**Supplied text**
################

2.5. Information Sources and Search Strategy
We searched seven electronic databases from their inception until January 31, 2016: PubMed, Cochrane CENTRAL, EMBASE, Chinese National Knowledge Infrastructure (CNKI, 1979-), Wanfang database (1998-), Chinese Scientific Journals Database (VIP, 1989-), and Chinese Biomedical Literature Database (CBM, 1978-). These Chinese databases included medical and physical therapy, traditional Chinese medicine (TCM) articles, and full manuscripts plus conference proceedings which could be retrieved. The search terms included “cervical radiculopathy”, “cervical spondylotic radiculopathy”, “nerve-root-type cervical spondylosis”, “cervicobrachial pain”, “cervicobrachialgia”, “neck and arm pain”, “brachialgia”, “brachial neuralgia”, “brachial plexus neuropath∗”, “neck pain with radiculopathy”, or “neck disorder with radiculopathy” combined with “massage”, “Chinese massage”, “Tui Na”, “TuiNa”, “manual therapy”, and “chiropractic”. There was no limitation on language, publication type, and status. Reference lists of review articles and included trials were searched.
The strategy for searching PubMed was listed as follows:
((((((((((cervical radiculopathy [Title/Abstract]) OR cervical spondylotic radiculopathy [Title/Abstract]) OR nerve-root-type cervical spondylosis [Title/Abstract]) OR cervicobrachial pain [Title/Abstract]) OR cervicobrachialgia [Title/Abstract]) OR (neck [Title/Abstract] AND arm pain [Title/Abstract])) OR brachialgia [Title/Abstract]) OR brachial neuralgia [Title/Abstract]) OR brachial plexus neuropath∗ [Title/Abstract]) OR neck pain with radiculopathy [Title/Abstract]) OR neck disorder with radiculopathy [Title/Abstract]
(((((massage [Title/Abstract]) OR Chinese massage [Title/Abstract]) OR Tui Na [Title/Abstract]) OR TuiNa [Title/Abstract]) OR manual therapy [Title/Abstract]) OR chiropractic [Title/Abstract]
(1) AND (2)
2.6. Study Selection
Two authors independently searched and assessed all the retrieved studies in an unblinded standardized manner. During title and abstract screening, relevant studies were saved. Then the studies with accessible full text were retrieved and further assessed according to the eligibility criteria. The PRISMA flow diagram was used to record the selection processes. Any disagreement was resolved through discussion or, if required, we consulted a third review author.

################

[Dataset records]
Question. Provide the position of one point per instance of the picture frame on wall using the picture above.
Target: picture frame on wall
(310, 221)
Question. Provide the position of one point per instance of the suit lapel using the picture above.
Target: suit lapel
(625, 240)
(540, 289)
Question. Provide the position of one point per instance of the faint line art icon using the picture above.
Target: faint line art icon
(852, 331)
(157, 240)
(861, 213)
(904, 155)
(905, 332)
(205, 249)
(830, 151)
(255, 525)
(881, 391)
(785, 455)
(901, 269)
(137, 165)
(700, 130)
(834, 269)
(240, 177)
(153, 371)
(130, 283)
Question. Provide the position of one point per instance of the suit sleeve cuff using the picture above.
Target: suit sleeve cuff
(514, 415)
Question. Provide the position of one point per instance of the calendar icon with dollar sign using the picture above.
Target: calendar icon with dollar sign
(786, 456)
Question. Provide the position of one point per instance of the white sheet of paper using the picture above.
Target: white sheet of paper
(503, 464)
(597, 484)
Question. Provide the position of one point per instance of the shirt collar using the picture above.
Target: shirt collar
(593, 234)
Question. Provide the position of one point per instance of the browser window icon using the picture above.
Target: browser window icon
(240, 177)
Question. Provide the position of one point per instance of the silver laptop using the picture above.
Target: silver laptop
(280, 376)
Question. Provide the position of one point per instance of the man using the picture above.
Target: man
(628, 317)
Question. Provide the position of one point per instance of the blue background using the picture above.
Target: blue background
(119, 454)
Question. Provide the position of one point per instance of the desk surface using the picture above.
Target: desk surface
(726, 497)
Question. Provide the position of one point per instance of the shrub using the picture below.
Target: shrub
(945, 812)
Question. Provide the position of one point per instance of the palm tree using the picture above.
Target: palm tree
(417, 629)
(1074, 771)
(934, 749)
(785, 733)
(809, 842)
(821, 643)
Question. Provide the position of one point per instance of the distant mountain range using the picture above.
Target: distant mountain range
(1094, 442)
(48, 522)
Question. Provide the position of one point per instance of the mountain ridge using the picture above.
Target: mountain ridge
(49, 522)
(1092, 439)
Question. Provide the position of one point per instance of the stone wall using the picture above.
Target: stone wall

################

**Your assignment**
Edit the search strategy passage from "The strategy for" to "(1) AND (2)", changing "chiropractic" to "spinal manipulation" throughout that span.

**Solution**
The strategy for searching PubMed was listed as follows:
((((((((((cervical radiculopathy [Title/Abstract]) OR cervical spondylotic radiculopathy [Title/Abstract]) OR nerve-root-type cervical spondylosis [Title/Abstract]) OR cervicobrachial pain [Title/Abstract]) OR cervicobrachialgia [Title/Abstract]) OR (neck [Title/Abstract] AND arm pain [Title/Abstract])) OR brachialgia [Title/Abstract]) OR brachial neuralgia [Title/Abstract]) OR brachial plexus neuropath∗ [Title/Abstract]) OR neck pain with radiculopathy [Title/Abstract]) OR neck disorder with radiculopathy [Title/Abstract]
(((((massage [Title/Abstract]) OR Chinese massage [Title/Abstract]) OR Tui Na [Title/Abstract]) OR TuiNa [Title/Abstract]) OR manual therapy [Title/Abstract]) OR spinal manipulation [Title/Abstract]
(1) AND (2)